(A run of records)
━━━━━━━━

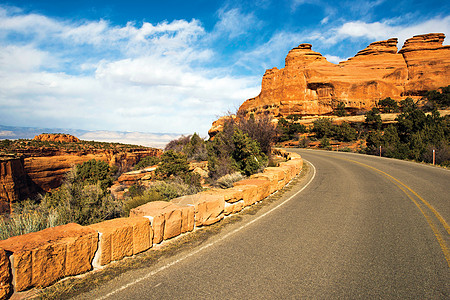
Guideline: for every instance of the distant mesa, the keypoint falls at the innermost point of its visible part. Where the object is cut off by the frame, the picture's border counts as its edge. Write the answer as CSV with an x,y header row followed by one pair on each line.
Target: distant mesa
x,y
310,85
56,137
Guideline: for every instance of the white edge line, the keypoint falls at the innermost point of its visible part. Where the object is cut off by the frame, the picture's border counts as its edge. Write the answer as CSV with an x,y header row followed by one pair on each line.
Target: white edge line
x,y
210,244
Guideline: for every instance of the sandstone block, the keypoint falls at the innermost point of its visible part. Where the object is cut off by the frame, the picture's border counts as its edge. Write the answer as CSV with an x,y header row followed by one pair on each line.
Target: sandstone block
x,y
279,173
122,237
230,195
41,258
263,187
271,177
233,208
167,218
249,194
5,278
208,208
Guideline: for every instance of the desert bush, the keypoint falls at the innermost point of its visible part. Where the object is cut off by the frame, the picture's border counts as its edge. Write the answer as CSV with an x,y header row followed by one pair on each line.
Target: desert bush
x,y
193,146
322,128
261,130
325,143
288,129
340,110
172,164
147,161
227,180
388,105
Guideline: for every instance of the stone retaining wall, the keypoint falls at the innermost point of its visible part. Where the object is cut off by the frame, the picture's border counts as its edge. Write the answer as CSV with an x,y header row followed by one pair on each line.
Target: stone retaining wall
x,y
39,259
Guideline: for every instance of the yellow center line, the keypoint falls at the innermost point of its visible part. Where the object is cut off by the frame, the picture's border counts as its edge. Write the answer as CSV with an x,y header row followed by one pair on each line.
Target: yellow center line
x,y
403,187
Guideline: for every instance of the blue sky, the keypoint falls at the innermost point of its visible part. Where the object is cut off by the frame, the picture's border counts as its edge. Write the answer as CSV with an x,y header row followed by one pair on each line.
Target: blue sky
x,y
174,66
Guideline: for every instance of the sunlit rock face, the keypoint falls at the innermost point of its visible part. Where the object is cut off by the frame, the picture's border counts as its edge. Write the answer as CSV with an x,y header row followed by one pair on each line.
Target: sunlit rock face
x,y
310,85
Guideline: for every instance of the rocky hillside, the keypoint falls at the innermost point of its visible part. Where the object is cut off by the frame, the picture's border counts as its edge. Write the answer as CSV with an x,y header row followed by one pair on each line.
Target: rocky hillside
x,y
310,85
28,167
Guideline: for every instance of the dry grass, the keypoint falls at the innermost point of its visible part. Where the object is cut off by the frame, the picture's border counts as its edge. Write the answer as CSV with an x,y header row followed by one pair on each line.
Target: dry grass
x,y
73,286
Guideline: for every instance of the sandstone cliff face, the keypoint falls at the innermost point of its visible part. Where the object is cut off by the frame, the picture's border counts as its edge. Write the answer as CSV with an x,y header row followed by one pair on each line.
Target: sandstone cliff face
x,y
56,137
310,85
14,182
41,170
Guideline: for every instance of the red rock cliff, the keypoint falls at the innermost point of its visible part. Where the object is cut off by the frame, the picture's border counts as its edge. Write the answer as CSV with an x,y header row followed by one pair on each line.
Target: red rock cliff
x,y
41,170
310,85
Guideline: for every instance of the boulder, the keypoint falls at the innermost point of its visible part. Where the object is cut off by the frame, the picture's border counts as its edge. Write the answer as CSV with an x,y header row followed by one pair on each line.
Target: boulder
x,y
122,237
310,85
208,208
168,220
5,277
41,258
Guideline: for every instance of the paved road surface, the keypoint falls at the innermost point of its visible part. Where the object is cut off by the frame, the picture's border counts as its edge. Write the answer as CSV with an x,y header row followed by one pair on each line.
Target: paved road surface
x,y
354,232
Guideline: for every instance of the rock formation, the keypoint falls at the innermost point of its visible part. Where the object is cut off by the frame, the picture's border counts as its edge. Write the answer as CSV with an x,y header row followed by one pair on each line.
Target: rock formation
x,y
310,85
40,170
56,137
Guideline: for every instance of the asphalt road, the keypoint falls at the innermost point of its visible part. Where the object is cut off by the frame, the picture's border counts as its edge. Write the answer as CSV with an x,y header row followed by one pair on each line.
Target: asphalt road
x,y
363,228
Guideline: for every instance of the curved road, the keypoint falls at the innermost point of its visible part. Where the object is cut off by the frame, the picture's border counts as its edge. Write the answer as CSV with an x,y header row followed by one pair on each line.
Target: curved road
x,y
363,227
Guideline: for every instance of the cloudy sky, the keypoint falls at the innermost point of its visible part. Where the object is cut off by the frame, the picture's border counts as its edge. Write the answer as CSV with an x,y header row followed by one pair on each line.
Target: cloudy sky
x,y
174,66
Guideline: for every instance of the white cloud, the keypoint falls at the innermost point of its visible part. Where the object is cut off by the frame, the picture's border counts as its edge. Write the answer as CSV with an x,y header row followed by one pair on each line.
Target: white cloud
x,y
233,23
136,78
134,138
334,59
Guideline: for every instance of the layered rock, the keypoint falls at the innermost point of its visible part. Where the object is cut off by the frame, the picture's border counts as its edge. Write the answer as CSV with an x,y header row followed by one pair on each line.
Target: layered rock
x,y
310,85
57,137
15,184
41,170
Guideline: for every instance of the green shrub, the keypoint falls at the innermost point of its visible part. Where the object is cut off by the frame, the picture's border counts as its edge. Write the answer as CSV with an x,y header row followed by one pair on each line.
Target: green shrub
x,y
172,164
227,181
147,161
162,191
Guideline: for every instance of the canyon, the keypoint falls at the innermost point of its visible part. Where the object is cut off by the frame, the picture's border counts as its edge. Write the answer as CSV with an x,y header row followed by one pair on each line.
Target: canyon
x,y
35,170
310,85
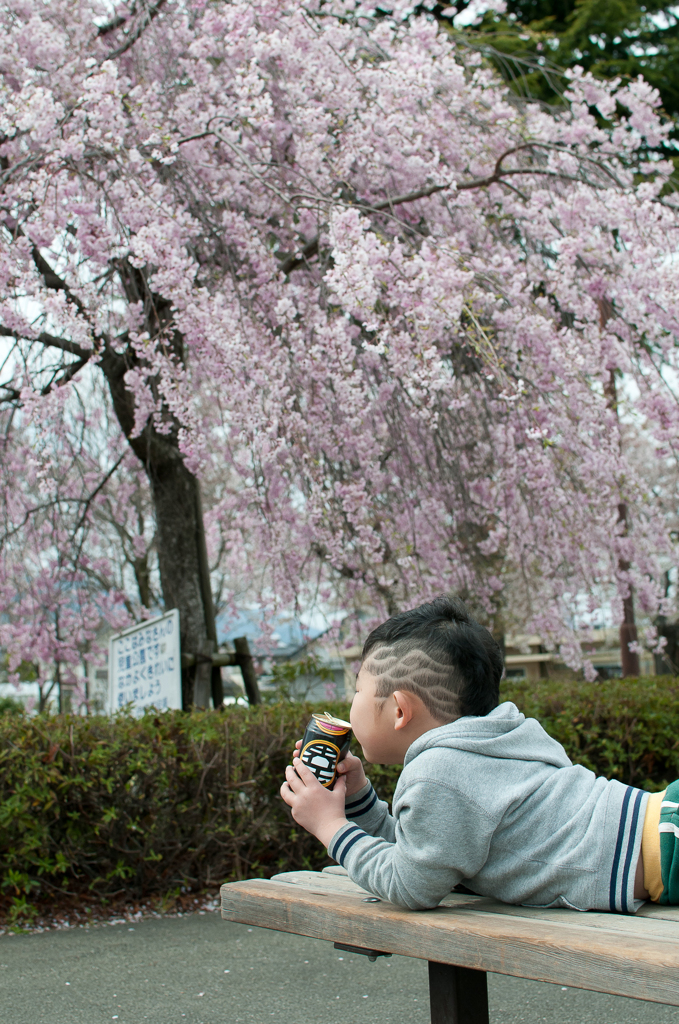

━━━━━━━━

- **What the exercise asks**:
Report each line of the listing above that contains the word "yellow", treating uppercase and lowercase as different.

- **Exercise output**:
Guideline: for every instance of the yellow center line, the keypoint falls at the innermost point of its visible part. Where the object is cut off by the frame, the picture's border counts as its edge. Write the answer as CSV with an x,y header row followed by one pair on each line.
Target: yellow center line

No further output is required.